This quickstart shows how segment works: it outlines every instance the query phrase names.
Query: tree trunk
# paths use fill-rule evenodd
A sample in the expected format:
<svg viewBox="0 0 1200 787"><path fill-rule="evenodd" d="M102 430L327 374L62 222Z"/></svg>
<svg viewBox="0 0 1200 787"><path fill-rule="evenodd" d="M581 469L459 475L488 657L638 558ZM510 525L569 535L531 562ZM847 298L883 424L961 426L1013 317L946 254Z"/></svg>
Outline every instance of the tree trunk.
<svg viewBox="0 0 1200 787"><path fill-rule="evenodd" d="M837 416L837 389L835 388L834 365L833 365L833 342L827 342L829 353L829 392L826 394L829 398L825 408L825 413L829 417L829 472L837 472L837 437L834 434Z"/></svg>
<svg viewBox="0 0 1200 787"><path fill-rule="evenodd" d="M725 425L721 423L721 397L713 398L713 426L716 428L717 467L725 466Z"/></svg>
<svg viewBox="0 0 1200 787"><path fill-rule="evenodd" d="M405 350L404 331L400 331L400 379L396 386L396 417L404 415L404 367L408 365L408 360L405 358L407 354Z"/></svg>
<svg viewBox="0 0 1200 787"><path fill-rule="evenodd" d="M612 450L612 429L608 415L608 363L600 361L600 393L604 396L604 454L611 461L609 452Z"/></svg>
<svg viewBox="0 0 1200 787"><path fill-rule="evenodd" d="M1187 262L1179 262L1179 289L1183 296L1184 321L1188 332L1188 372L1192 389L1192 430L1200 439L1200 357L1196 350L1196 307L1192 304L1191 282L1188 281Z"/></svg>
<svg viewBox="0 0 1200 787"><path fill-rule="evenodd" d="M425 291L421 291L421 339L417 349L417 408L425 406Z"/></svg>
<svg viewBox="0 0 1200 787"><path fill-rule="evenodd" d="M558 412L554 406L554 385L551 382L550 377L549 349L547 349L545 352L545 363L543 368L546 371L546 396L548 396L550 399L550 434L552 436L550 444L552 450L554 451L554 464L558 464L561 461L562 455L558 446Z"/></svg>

▶ INSTRUCTIONS FOR THE TASK
Transcribe the lines above between the line holding "A sample in" and the line holding "469L459 475L488 657L638", inclusive, exactly as they stand and with nothing added.

▶ ANSWER TO THIS EXERCISE
A sample in the expected format:
<svg viewBox="0 0 1200 787"><path fill-rule="evenodd" d="M102 430L327 374L62 222Z"/></svg>
<svg viewBox="0 0 1200 787"><path fill-rule="evenodd" d="M581 469L459 475L488 657L638 558ZM510 525L569 535L531 562ZM847 298L883 424L961 426L1013 317L946 254Z"/></svg>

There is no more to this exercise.